Collected data
────────

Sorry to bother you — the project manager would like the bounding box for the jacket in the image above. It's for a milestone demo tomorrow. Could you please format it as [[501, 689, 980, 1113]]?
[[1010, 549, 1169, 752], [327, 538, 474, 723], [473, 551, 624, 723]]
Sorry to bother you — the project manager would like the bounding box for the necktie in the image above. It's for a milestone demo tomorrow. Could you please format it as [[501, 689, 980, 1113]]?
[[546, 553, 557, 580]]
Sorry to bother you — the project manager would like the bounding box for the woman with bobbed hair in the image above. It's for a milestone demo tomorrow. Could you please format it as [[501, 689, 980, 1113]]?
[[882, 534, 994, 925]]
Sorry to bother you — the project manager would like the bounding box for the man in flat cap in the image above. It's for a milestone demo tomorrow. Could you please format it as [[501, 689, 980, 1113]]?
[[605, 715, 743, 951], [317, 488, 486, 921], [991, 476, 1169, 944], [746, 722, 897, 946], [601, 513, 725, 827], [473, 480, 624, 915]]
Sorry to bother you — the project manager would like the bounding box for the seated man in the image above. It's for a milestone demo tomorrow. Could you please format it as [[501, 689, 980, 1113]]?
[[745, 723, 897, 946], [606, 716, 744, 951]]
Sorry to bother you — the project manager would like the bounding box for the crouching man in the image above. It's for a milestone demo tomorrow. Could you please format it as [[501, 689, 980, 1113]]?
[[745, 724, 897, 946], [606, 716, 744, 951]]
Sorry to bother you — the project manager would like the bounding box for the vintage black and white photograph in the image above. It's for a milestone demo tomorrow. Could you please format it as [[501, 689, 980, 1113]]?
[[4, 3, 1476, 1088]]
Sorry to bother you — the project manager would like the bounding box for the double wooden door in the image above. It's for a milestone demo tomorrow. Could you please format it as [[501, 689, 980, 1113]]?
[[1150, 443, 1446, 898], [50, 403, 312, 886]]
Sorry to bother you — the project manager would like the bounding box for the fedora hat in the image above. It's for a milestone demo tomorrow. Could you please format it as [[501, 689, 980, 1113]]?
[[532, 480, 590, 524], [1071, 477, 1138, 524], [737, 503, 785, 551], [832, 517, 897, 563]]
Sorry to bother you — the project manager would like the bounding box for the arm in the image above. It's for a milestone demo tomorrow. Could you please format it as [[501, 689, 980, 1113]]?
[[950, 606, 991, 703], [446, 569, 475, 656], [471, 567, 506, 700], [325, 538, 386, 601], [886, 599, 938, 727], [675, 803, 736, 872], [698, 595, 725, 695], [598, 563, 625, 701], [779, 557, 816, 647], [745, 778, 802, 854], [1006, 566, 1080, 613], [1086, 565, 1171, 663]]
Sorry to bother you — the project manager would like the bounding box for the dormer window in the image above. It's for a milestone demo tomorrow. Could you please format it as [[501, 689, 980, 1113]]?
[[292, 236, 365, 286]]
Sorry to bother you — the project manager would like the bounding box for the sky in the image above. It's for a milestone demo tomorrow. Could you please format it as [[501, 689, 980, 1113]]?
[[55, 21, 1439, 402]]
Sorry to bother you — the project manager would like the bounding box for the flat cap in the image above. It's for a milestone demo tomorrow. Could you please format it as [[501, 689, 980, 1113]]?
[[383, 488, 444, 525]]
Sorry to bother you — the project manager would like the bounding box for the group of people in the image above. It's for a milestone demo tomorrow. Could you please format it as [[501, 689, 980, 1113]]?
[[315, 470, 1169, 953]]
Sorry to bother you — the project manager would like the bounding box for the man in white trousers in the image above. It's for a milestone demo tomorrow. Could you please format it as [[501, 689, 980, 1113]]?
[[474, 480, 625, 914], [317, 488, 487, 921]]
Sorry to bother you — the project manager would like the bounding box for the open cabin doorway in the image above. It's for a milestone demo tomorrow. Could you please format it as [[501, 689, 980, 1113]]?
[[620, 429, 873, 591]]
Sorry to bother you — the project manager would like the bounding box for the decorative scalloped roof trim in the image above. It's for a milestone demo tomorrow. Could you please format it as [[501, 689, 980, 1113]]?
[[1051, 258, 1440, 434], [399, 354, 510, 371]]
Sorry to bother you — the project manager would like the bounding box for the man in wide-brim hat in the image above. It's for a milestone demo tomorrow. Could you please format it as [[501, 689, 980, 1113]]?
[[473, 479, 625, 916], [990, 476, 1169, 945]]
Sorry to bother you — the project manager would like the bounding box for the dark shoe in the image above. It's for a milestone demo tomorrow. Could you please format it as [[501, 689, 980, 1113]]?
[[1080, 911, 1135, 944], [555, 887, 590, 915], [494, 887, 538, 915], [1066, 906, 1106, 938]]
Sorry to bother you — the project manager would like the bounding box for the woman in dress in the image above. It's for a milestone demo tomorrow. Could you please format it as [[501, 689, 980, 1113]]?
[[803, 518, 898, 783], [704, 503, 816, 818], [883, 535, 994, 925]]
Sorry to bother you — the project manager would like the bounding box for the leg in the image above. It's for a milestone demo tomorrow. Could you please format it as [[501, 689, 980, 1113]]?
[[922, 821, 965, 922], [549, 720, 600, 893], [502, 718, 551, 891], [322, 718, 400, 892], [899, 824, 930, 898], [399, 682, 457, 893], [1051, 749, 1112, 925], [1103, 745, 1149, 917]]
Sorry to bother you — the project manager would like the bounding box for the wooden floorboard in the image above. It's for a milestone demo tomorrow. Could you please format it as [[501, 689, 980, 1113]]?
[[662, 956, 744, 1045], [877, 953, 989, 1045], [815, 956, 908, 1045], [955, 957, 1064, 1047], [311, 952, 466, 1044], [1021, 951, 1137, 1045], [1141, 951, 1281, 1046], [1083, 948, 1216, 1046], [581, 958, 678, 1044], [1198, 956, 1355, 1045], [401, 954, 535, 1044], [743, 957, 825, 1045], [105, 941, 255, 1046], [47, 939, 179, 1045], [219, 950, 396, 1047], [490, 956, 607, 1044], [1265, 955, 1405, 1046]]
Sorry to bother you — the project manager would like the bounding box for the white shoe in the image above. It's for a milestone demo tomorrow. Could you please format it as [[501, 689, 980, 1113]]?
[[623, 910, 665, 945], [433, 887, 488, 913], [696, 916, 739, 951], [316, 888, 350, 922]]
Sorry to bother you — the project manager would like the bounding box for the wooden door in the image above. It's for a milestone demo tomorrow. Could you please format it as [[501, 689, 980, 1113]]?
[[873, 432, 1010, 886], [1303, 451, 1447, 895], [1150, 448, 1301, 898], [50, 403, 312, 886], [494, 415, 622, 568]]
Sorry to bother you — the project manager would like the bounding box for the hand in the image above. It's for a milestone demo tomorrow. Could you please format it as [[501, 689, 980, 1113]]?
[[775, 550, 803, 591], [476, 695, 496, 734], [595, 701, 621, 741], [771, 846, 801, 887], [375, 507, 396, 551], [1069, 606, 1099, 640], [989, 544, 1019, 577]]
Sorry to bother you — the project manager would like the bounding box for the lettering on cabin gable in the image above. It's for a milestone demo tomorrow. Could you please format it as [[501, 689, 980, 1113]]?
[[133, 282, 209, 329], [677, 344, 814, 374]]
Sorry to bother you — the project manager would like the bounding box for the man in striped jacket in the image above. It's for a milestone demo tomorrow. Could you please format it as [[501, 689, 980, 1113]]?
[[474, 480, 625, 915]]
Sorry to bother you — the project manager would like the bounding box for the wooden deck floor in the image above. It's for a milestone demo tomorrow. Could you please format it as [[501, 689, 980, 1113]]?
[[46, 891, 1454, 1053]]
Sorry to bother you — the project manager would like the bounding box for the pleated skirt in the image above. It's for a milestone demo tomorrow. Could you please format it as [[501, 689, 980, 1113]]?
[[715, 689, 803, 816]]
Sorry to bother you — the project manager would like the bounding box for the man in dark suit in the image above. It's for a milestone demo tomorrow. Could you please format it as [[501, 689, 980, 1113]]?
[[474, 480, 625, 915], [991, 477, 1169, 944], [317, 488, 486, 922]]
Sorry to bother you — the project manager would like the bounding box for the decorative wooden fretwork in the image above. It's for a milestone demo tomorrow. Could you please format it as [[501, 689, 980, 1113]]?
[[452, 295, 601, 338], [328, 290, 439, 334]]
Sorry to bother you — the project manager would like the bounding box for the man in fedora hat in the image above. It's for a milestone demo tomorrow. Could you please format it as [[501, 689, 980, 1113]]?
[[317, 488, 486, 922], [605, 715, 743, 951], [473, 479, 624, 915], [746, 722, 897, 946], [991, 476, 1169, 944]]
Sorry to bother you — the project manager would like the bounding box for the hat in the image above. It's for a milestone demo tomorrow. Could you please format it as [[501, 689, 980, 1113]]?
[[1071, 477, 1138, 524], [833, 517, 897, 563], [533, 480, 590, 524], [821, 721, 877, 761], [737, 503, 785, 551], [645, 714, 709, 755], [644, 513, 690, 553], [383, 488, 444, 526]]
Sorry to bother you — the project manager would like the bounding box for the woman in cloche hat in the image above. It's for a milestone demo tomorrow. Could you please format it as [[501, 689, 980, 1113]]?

────────

▶ **Instructions for the task**: Your answer is to contain exactly the lines from the one holding "the decorative wooden" to the end of the entries, with no other line.

▶ **Written response**:
Sorry to bother you — the project manager would like the bounding box for the decorative wooden fretwork in the image above. It's for a milestone demo tomorrow. Could you please format it as [[501, 689, 980, 1113]]?
[[452, 295, 601, 338], [328, 290, 439, 334]]
Sorry to bother you — the project manager would like the bounding box for the man in fedora hat in the image above. It's for a milestone demo tomorrow. Could you please format it as [[501, 689, 980, 1113]]?
[[317, 488, 486, 922], [605, 715, 743, 951], [473, 479, 624, 915], [746, 722, 897, 946], [991, 476, 1169, 944]]
Sorry to bother you — the project manager would like the bounding box for the hat in the image above. It's for a milestone demo tomorrow. Could you please format it as [[501, 689, 980, 1113]]?
[[1071, 477, 1138, 524], [833, 517, 897, 563], [533, 480, 590, 524], [821, 721, 877, 761], [737, 503, 785, 551], [645, 714, 709, 755], [644, 513, 690, 553], [383, 488, 444, 526]]
Sorry to bother you — the project manager would like the bounding box for the woman in cloche hat in the image above. It's for a milestone demo tomorrow. Could you please format it as [[501, 689, 980, 1113]]?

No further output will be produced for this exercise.